- ENTRIES SHOWN
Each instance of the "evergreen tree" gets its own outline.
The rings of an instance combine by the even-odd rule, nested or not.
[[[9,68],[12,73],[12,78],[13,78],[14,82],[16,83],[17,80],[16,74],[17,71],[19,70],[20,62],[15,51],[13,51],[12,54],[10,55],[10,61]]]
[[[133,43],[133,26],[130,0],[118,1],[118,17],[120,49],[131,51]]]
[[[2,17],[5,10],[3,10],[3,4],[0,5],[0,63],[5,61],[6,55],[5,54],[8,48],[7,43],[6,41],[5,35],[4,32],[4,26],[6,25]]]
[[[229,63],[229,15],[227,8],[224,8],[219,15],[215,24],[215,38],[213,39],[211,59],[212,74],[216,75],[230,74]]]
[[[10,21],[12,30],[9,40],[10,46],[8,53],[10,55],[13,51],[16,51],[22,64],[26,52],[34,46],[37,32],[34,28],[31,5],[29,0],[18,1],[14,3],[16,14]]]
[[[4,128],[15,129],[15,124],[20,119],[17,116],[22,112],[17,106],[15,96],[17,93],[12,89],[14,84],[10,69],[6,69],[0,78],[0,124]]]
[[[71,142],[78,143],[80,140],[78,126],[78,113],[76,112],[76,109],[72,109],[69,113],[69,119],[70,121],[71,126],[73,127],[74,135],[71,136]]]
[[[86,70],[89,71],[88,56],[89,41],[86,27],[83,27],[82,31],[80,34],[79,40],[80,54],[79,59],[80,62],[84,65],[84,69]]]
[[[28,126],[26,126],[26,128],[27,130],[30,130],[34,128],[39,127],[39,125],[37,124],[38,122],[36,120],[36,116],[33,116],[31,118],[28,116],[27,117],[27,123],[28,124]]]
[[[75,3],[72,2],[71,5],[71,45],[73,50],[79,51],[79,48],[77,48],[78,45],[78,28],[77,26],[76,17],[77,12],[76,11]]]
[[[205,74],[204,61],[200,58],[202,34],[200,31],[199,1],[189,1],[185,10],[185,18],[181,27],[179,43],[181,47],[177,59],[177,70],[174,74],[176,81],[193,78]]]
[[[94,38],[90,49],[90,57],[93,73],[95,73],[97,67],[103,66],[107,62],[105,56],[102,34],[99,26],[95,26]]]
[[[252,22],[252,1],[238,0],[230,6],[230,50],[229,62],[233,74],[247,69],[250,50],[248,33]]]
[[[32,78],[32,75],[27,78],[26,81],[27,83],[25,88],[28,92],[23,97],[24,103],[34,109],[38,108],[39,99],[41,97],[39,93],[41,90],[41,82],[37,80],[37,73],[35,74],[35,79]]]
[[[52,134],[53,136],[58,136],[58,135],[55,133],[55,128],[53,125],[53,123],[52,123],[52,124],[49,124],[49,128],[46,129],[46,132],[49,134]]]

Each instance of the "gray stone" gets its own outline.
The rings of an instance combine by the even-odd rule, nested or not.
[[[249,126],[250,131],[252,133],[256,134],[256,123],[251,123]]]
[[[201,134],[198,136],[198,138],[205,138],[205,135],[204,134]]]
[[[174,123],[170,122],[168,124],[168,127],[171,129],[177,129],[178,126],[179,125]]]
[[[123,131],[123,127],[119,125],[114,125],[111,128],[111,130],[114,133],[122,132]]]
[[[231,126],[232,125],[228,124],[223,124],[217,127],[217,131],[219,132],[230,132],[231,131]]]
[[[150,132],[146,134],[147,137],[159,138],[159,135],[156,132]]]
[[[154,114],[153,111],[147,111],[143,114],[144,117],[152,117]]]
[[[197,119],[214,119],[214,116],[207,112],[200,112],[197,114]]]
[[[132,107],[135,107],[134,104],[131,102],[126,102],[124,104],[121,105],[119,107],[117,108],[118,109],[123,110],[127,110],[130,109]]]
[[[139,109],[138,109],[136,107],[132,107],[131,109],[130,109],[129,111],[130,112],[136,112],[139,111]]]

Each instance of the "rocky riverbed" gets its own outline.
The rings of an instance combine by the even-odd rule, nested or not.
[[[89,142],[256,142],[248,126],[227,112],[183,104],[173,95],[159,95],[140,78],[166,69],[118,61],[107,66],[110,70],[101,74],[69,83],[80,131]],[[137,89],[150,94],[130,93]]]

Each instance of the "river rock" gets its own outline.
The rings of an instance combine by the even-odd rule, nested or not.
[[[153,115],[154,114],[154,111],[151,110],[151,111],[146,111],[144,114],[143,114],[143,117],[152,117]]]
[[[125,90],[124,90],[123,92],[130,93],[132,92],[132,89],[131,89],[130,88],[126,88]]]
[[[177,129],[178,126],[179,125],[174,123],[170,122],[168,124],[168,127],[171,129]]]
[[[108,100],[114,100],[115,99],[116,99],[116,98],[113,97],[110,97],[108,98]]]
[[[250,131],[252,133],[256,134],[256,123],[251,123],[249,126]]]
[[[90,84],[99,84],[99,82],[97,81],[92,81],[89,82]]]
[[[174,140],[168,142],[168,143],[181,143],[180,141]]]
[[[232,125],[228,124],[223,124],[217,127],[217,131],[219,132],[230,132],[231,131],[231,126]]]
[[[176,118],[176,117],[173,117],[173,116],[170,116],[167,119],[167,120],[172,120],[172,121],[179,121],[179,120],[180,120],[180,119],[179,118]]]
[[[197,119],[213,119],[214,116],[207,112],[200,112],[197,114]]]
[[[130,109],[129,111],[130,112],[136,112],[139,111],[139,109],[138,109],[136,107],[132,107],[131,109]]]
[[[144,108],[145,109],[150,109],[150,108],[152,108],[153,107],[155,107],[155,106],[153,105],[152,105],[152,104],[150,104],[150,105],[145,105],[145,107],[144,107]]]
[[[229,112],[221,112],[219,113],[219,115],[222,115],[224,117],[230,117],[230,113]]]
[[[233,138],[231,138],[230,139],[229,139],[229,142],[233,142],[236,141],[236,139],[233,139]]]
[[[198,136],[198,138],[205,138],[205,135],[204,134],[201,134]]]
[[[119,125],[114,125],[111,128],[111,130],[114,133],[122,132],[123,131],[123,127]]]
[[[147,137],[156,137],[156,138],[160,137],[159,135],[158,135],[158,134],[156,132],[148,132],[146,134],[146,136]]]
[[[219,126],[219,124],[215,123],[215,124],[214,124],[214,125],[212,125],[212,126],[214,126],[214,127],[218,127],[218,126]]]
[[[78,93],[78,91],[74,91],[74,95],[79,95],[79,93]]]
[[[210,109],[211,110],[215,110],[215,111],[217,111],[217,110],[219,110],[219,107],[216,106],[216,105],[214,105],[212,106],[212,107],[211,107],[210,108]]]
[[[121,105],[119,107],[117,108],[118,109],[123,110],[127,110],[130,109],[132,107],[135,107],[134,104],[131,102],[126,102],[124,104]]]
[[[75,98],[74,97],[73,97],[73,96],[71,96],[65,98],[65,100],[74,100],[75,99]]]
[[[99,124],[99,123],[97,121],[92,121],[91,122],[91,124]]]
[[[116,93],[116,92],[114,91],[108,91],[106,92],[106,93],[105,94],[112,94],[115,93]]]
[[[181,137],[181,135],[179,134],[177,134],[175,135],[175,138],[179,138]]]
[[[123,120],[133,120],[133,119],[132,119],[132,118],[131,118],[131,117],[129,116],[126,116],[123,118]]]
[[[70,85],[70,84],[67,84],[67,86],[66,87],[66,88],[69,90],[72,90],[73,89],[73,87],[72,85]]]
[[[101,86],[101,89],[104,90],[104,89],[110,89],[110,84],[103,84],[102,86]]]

- WHAT THE TASK ASKS
Return all of the records above word for word, with no line changed, added, or left out.

- OUTPUT OF THE EXERCISE
Each instance of the "evergreen tree" gets its own outline.
The rings of an instance combine by the even-odd rule, nested or not.
[[[9,68],[12,73],[12,78],[13,78],[14,82],[16,83],[17,80],[16,74],[17,71],[19,70],[20,62],[15,51],[13,51],[12,54],[10,55],[10,61]]]
[[[133,43],[133,26],[130,0],[118,1],[118,17],[120,49],[131,51]]]
[[[2,17],[5,10],[3,10],[3,4],[0,5],[0,63],[5,61],[6,55],[5,54],[8,48],[7,43],[6,41],[5,35],[4,32],[4,26],[6,25]]]
[[[229,63],[229,15],[227,8],[224,8],[219,15],[215,24],[215,38],[213,39],[211,59],[212,74],[216,75],[230,74]]]
[[[10,21],[12,30],[9,40],[10,46],[8,53],[10,55],[13,51],[16,51],[22,64],[26,52],[34,46],[37,32],[34,28],[31,5],[29,0],[18,1],[14,3],[16,14]]]
[[[4,128],[15,129],[15,124],[20,119],[17,116],[22,112],[17,106],[15,96],[17,93],[12,89],[14,84],[10,69],[6,69],[0,78],[0,124]]]
[[[71,142],[78,143],[80,140],[78,126],[78,113],[76,112],[76,109],[72,109],[69,113],[69,119],[70,121],[71,126],[73,127],[74,135],[71,136]]]
[[[86,70],[89,71],[88,56],[89,41],[86,27],[83,27],[82,31],[80,34],[79,40],[80,54],[79,59],[80,62],[84,65],[84,69]]]
[[[28,126],[26,126],[26,128],[27,130],[30,130],[34,128],[39,127],[39,125],[37,124],[38,122],[36,120],[36,116],[33,116],[31,118],[28,116],[27,117],[27,123],[28,124]]]
[[[75,3],[72,2],[71,5],[71,45],[73,50],[79,51],[79,48],[77,48],[78,45],[78,28],[77,26],[76,17],[77,12],[76,11]]]
[[[205,74],[204,61],[200,58],[202,34],[200,31],[199,1],[189,1],[185,10],[185,18],[181,27],[179,43],[181,47],[177,59],[177,70],[174,74],[176,81],[193,78]]]
[[[94,38],[90,49],[90,57],[93,73],[95,73],[97,67],[103,66],[107,62],[105,56],[102,34],[99,26],[95,26]]]
[[[252,22],[252,1],[238,0],[230,6],[230,50],[229,62],[233,74],[247,69],[250,50],[248,33]]]
[[[32,78],[32,75],[27,78],[26,81],[27,83],[25,88],[28,92],[23,97],[24,103],[34,109],[38,108],[39,99],[41,97],[39,93],[41,90],[41,82],[37,80],[37,73],[35,74],[35,79]]]
[[[52,134],[53,136],[58,136],[58,135],[55,133],[55,128],[53,125],[53,123],[52,123],[52,124],[49,124],[49,128],[46,129],[46,132],[49,134]]]

Each instance of the "gray stone" gets its own outline.
The rings of an instance combine by the even-odd rule, nested or not.
[[[249,126],[250,131],[252,133],[256,134],[256,123],[251,123]]]
[[[201,134],[198,136],[198,138],[205,138],[205,135],[204,134]]]
[[[174,123],[170,122],[168,124],[168,127],[171,129],[177,129],[178,126],[179,125]]]
[[[123,131],[123,127],[119,125],[114,125],[111,128],[111,130],[114,133],[122,132]]]
[[[231,126],[232,125],[228,124],[223,124],[217,127],[217,131],[219,132],[230,132],[231,131]]]
[[[150,132],[146,134],[147,137],[159,138],[159,135],[156,132]]]
[[[154,114],[153,111],[147,111],[143,114],[144,117],[152,117]]]
[[[197,119],[214,119],[214,116],[207,112],[200,112],[197,114]]]
[[[132,107],[135,107],[134,104],[131,102],[126,102],[124,104],[121,105],[119,107],[117,108],[118,109],[123,110],[127,110],[130,109]]]
[[[139,109],[138,109],[136,107],[132,107],[131,109],[130,109],[129,111],[130,112],[136,112],[139,111]]]

Each instance of the "rocky riverbed" gets its own outline.
The rings of an instance combine by the even-odd rule, nested or not.
[[[89,142],[256,142],[248,126],[227,112],[183,104],[173,95],[159,95],[140,78],[166,69],[118,61],[107,66],[110,70],[101,74],[69,83],[80,131]],[[137,89],[150,94],[130,93]]]

Each instance of the "river rock" gets its own outline.
The rings of an instance combine by the even-odd rule, nested or not.
[[[153,115],[154,114],[154,111],[151,110],[151,111],[146,111],[144,114],[143,114],[143,117],[152,117]]]
[[[125,90],[124,90],[123,92],[130,93],[132,92],[132,89],[131,89],[130,88],[126,88]]]
[[[177,129],[178,126],[179,125],[174,123],[170,122],[168,124],[168,127],[171,129]]]
[[[108,100],[114,100],[115,99],[116,99],[116,98],[113,97],[110,97],[108,98]]]
[[[250,131],[252,133],[256,134],[256,123],[251,123],[249,126]]]
[[[90,84],[99,84],[99,82],[97,81],[92,81],[89,82]]]
[[[174,140],[168,142],[168,143],[181,143],[180,141]]]
[[[232,125],[228,124],[223,124],[217,127],[217,131],[219,132],[230,132],[231,131],[231,126]]]
[[[176,118],[176,117],[173,117],[173,116],[170,116],[167,119],[167,120],[172,120],[172,121],[179,121],[179,120],[180,120],[180,119],[179,118]]]
[[[197,119],[213,119],[214,116],[207,112],[200,112],[197,114]]]
[[[130,109],[129,111],[130,112],[136,112],[139,111],[139,109],[138,109],[136,107],[132,107],[131,109]]]
[[[144,108],[145,109],[150,109],[150,108],[152,108],[153,107],[155,107],[155,106],[153,105],[152,105],[152,104],[150,104],[150,105],[145,105],[145,107],[144,107]]]
[[[229,112],[221,112],[219,113],[219,115],[222,115],[224,117],[230,117],[230,113]]]
[[[233,138],[231,138],[230,139],[229,139],[229,142],[233,142],[236,141],[236,139],[233,139]]]
[[[198,136],[198,138],[205,138],[205,135],[204,134],[201,134]]]
[[[119,125],[114,125],[111,128],[111,130],[114,133],[122,132],[123,131],[123,127]]]
[[[147,137],[156,137],[156,138],[160,137],[159,135],[158,135],[158,134],[156,132],[148,132],[146,134],[146,136]]]
[[[219,126],[219,124],[215,123],[215,124],[214,124],[214,125],[212,125],[212,126],[214,126],[214,127],[218,127],[218,126]]]
[[[78,93],[78,91],[74,91],[74,95],[79,95],[79,93]]]
[[[210,109],[211,110],[215,110],[215,111],[217,111],[217,110],[219,110],[219,107],[216,106],[216,105],[214,105],[212,106],[212,107],[211,107],[210,108]]]
[[[121,105],[119,107],[117,108],[118,109],[123,110],[127,110],[130,109],[132,107],[135,107],[134,104],[131,102],[126,102],[124,104]]]
[[[75,98],[74,97],[73,97],[73,96],[71,96],[65,98],[65,100],[74,100],[75,99]]]
[[[99,124],[99,123],[97,121],[92,121],[91,122],[91,124]]]
[[[116,93],[116,92],[114,91],[108,91],[106,92],[106,93],[105,94],[112,94],[115,93]]]
[[[181,137],[181,135],[179,134],[177,134],[175,135],[175,138],[179,138]]]
[[[123,120],[133,120],[133,119],[132,119],[132,118],[131,118],[131,117],[129,116],[126,116],[123,118]]]
[[[70,85],[70,84],[67,84],[67,86],[66,87],[66,88],[69,90],[72,90],[73,89],[73,87],[72,85]]]
[[[101,86],[101,89],[104,90],[104,89],[110,89],[110,84],[103,84],[102,86]]]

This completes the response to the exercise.